:: To be done ::
Convert the stretch of the listing from the line containing "One marker for each instance of the metal" through the end of the listing into a JSON list of strings, one string per line. Skip blank lines and leave out the pictures.

*** Records ***

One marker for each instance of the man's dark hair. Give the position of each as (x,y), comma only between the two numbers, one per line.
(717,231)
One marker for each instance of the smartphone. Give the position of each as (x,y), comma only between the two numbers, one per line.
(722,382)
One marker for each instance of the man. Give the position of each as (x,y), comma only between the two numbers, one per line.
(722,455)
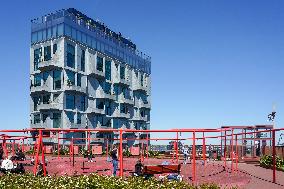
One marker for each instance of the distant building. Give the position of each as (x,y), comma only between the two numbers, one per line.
(84,75)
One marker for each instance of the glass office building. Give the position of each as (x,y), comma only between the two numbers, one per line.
(84,75)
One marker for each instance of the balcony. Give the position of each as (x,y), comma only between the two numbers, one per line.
(50,64)
(142,104)
(101,94)
(118,114)
(75,88)
(95,110)
(50,106)
(43,88)
(96,73)
(122,99)
(138,87)
(118,80)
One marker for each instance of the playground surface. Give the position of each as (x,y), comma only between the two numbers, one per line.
(212,172)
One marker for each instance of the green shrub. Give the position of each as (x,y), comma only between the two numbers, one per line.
(92,181)
(267,161)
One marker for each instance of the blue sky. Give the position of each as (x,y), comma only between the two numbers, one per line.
(213,62)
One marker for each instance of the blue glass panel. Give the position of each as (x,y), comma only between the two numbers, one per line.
(34,37)
(79,36)
(54,31)
(48,33)
(60,29)
(39,36)
(74,34)
(67,30)
(44,34)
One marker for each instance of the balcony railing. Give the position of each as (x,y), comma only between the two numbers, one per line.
(50,106)
(42,88)
(50,64)
(95,110)
(96,73)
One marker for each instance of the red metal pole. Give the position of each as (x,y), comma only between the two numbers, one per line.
(232,150)
(274,156)
(147,146)
(58,146)
(203,149)
(13,147)
(120,154)
(107,149)
(193,159)
(89,141)
(225,149)
(142,153)
(177,149)
(237,153)
(23,145)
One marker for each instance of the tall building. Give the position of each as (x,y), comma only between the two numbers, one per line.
(84,75)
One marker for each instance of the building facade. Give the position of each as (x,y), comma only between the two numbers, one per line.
(84,75)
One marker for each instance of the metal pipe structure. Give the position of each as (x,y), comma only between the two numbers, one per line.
(193,159)
(120,154)
(274,156)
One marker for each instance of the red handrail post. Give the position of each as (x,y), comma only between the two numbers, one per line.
(193,158)
(120,154)
(232,150)
(203,149)
(274,156)
(237,154)
(147,146)
(225,149)
(177,149)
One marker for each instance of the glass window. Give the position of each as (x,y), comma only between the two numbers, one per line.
(60,30)
(100,104)
(99,63)
(84,38)
(79,78)
(82,103)
(74,34)
(44,34)
(44,116)
(67,30)
(47,53)
(37,57)
(107,88)
(54,48)
(46,99)
(56,79)
(70,116)
(36,102)
(79,36)
(37,80)
(83,61)
(70,101)
(54,31)
(39,35)
(56,120)
(48,33)
(70,56)
(36,118)
(79,119)
(122,72)
(34,37)
(45,76)
(108,70)
(70,78)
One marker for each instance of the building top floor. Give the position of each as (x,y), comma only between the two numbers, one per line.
(78,27)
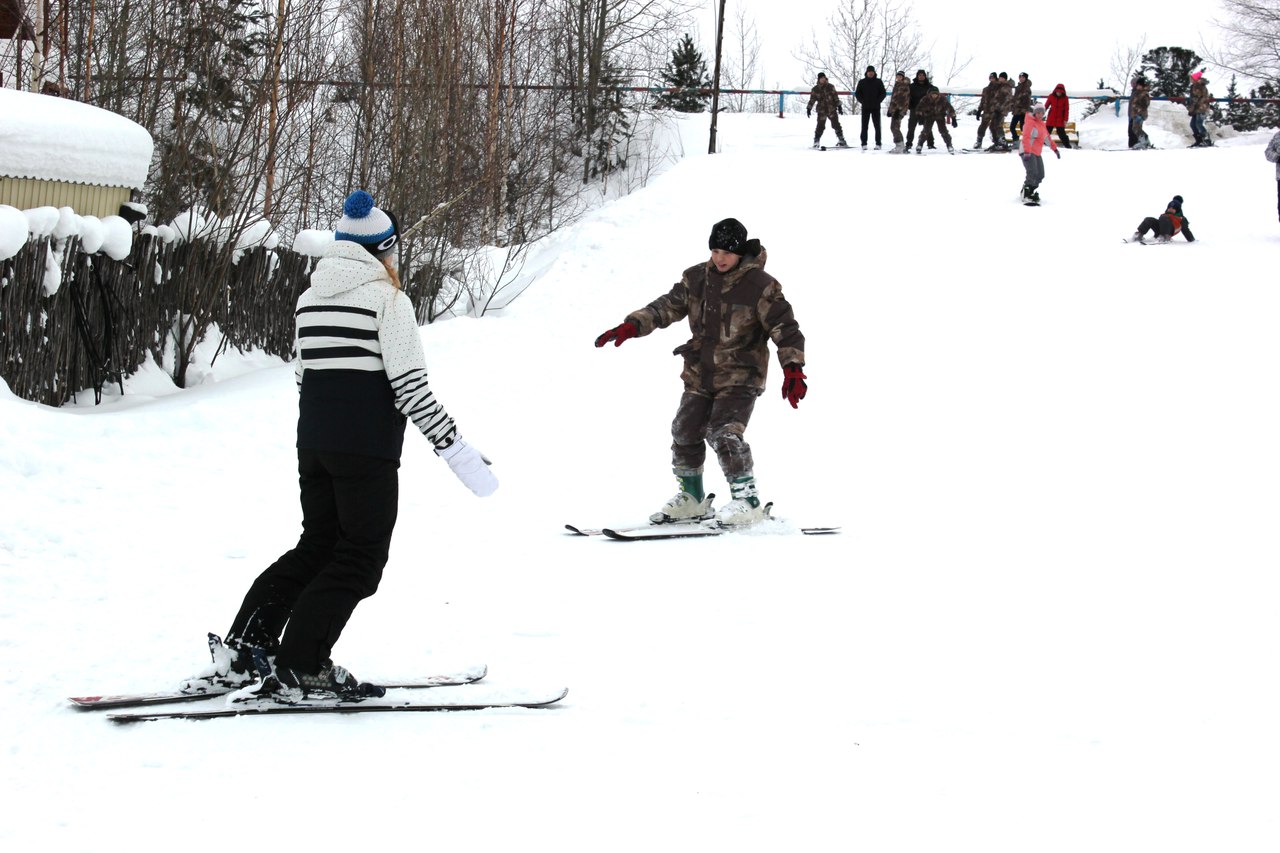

***

:: Exercise answer ::
[
  "One marker for each instance of the metal pipe structure. Give the position of each as (x,y), comma only between the two numbers, one per line.",
  "(193,159)",
  "(120,154)",
  "(274,156)",
  "One marker for each instance of the red handrail post. Give the position of each as (x,y), comma only between the two numbers, one per line.",
  "(193,158)",
  "(120,154)",
  "(232,150)",
  "(203,149)",
  "(274,156)",
  "(237,154)",
  "(147,146)",
  "(225,149)",
  "(177,149)",
  "One marker for each instance of the glass window. Give the position of each as (x,y), comma only between the two numbers, one per line.",
  "(60,30)",
  "(100,104)",
  "(99,63)",
  "(84,38)",
  "(79,78)",
  "(82,103)",
  "(74,34)",
  "(44,34)",
  "(44,116)",
  "(67,30)",
  "(47,53)",
  "(37,57)",
  "(107,88)",
  "(54,48)",
  "(46,99)",
  "(56,79)",
  "(70,116)",
  "(36,102)",
  "(79,36)",
  "(37,80)",
  "(83,61)",
  "(70,101)",
  "(54,31)",
  "(39,35)",
  "(56,120)",
  "(48,33)",
  "(70,56)",
  "(36,118)",
  "(79,119)",
  "(122,72)",
  "(34,37)",
  "(45,76)",
  "(108,70)",
  "(70,78)",
  "One marker for each instance of the building top floor. Give the position of each as (x,y), comma only between the two numbers, one per line.",
  "(78,27)"
]